DATA START

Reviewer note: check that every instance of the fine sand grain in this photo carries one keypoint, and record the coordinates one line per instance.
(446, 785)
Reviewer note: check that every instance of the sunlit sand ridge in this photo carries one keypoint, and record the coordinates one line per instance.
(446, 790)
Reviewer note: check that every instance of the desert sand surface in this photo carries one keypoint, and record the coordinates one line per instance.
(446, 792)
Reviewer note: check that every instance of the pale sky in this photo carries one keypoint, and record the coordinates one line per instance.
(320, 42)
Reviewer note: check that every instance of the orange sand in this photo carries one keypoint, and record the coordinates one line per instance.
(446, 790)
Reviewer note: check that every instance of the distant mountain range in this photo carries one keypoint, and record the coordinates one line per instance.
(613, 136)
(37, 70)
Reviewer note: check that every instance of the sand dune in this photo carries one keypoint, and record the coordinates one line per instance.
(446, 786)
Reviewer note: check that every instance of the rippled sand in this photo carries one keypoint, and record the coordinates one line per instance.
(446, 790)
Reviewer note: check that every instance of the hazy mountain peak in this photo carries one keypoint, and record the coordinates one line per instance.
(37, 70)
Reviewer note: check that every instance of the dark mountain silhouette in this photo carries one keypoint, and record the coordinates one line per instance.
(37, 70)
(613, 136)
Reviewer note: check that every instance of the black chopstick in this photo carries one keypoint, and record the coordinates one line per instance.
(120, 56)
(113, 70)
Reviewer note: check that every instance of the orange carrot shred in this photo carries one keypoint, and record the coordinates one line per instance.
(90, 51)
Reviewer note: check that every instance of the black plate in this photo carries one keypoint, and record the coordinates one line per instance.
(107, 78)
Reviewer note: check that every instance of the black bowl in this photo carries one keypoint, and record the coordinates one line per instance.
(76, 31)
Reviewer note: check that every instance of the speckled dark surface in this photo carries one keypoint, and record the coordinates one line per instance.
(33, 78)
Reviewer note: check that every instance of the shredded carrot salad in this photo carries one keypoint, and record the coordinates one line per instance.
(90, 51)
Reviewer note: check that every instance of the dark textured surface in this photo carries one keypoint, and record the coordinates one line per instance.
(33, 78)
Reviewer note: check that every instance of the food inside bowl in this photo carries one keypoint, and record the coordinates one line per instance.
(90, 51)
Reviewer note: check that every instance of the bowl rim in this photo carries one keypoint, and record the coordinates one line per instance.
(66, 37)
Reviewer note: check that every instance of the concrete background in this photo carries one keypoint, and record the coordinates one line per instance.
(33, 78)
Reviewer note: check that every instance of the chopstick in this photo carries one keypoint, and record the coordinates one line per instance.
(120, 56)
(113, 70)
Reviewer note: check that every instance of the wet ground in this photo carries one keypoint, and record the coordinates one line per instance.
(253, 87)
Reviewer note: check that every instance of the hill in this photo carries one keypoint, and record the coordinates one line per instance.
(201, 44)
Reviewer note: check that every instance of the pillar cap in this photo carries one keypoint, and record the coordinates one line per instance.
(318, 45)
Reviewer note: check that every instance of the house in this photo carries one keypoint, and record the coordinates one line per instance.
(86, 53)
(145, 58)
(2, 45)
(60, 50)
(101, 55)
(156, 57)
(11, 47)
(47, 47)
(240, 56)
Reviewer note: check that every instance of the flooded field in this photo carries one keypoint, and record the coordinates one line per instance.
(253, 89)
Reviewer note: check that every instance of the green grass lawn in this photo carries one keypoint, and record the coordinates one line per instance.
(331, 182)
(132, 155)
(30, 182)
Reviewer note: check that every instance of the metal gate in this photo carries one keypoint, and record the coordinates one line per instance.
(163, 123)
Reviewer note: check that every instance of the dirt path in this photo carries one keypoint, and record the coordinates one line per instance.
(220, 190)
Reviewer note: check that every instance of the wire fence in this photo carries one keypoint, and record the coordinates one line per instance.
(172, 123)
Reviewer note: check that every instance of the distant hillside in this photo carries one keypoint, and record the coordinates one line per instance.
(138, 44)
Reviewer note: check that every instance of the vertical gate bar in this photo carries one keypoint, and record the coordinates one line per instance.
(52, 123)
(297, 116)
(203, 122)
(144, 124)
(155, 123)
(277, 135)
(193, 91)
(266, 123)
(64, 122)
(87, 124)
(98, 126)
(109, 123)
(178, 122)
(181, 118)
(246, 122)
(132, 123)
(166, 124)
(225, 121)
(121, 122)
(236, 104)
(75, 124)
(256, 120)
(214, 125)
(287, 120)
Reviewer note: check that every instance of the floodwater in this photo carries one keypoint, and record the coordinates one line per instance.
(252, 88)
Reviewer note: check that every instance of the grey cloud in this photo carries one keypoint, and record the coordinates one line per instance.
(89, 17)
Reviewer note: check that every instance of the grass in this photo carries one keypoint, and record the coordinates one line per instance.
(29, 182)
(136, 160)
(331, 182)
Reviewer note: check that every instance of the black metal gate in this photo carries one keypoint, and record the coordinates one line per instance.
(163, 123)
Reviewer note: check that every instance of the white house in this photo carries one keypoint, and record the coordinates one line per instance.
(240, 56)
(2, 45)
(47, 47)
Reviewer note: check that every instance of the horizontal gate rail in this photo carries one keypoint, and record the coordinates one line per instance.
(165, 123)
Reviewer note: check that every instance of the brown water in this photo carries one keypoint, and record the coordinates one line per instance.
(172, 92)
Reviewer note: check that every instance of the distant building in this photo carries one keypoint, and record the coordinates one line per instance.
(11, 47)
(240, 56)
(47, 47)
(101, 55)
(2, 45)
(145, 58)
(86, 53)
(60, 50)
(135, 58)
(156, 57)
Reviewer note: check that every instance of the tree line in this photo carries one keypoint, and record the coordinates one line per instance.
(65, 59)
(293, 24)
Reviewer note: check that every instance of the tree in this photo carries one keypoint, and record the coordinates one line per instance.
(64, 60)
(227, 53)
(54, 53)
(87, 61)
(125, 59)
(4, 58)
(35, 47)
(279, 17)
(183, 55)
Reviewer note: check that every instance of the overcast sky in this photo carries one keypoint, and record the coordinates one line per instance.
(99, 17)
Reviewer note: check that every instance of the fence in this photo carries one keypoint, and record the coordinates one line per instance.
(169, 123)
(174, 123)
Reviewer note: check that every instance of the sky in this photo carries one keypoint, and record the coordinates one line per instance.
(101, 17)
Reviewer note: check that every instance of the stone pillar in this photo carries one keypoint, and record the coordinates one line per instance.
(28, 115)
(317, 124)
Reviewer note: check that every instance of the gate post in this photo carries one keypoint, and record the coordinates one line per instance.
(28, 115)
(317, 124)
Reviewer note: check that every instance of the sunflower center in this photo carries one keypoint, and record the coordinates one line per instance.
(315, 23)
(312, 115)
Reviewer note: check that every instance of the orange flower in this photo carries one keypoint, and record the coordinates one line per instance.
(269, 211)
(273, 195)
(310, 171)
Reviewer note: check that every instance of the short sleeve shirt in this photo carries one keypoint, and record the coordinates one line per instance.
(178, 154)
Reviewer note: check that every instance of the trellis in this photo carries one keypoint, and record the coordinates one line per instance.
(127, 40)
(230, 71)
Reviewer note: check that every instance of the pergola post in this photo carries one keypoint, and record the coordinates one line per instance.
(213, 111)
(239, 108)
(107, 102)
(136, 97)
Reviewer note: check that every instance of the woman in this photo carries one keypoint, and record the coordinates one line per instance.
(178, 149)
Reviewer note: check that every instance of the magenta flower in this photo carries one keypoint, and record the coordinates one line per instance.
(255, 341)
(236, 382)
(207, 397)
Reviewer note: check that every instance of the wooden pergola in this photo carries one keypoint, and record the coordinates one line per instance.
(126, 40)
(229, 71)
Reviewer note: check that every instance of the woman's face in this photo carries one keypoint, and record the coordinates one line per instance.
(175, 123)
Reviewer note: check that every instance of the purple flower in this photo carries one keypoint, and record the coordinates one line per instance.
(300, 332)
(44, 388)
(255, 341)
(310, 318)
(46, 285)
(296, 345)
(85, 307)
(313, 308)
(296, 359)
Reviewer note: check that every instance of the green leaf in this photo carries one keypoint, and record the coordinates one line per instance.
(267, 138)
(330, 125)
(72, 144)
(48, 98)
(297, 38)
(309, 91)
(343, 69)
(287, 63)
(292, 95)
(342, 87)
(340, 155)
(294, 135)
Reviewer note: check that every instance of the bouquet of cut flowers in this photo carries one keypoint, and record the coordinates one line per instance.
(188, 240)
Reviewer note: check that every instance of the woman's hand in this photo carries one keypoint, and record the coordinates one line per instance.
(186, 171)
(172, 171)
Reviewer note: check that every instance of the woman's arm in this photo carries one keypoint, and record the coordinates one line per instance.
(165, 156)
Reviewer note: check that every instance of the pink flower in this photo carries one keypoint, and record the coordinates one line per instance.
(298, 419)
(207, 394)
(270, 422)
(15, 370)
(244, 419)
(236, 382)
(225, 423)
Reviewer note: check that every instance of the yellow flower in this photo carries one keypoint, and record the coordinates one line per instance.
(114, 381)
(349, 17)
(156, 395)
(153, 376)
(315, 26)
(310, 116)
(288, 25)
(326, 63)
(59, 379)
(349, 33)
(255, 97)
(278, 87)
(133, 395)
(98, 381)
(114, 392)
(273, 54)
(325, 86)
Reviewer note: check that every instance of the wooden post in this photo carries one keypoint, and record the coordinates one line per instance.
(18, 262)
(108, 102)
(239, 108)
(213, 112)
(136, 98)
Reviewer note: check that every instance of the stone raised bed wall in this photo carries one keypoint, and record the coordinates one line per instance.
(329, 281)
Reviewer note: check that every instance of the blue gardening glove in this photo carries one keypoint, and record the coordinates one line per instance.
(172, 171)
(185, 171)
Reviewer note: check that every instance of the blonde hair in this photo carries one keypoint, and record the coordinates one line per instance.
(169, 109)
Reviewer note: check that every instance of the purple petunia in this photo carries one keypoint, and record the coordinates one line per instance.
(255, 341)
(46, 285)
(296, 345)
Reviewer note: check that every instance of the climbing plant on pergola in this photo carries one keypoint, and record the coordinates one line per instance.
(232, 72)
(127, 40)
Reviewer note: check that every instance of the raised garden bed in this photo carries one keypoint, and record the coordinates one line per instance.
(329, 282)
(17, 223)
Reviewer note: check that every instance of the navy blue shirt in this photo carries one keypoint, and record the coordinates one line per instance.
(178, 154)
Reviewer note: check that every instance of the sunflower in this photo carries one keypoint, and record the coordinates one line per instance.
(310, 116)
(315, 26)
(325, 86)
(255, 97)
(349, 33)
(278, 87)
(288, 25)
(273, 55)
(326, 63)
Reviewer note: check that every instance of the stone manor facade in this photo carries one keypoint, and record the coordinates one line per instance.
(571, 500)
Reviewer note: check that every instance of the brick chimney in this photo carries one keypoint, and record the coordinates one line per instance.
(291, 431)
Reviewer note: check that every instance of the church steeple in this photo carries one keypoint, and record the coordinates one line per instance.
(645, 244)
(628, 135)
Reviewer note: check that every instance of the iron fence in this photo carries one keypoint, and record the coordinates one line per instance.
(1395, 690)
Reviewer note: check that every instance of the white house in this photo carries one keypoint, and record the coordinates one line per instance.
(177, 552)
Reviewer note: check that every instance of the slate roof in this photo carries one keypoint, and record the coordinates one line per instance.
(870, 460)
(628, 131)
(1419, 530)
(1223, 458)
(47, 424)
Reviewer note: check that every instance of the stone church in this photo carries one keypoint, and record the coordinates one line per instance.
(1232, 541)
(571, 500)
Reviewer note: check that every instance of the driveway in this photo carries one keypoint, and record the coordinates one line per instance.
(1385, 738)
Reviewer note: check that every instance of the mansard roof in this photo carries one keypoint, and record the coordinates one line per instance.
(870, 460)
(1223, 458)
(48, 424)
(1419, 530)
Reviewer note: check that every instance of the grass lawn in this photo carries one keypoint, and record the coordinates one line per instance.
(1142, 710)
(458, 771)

DATA END

## EXERCISE PROMPT
The answer should hold the lines from the one containing "Reviewer note: check that every instance of the driveway" through the end of the entries above, set down exactly, with both ends included.

## RESULT OF THE EXERCISE
Reviewer note: check that every instance of the driveway in this photo carries one keypoint, and record the coordinates one line per instance.
(1385, 738)
Reviewer note: check that every instance of the mansard roof in this photo carries one keypoint, and record the coordinates one line per instance.
(870, 460)
(1223, 458)
(48, 424)
(1419, 530)
Reviewer note: check that every instance of the grass lawn in this photo carries one keypoint, and record the coordinates one line per instance.
(1142, 710)
(458, 771)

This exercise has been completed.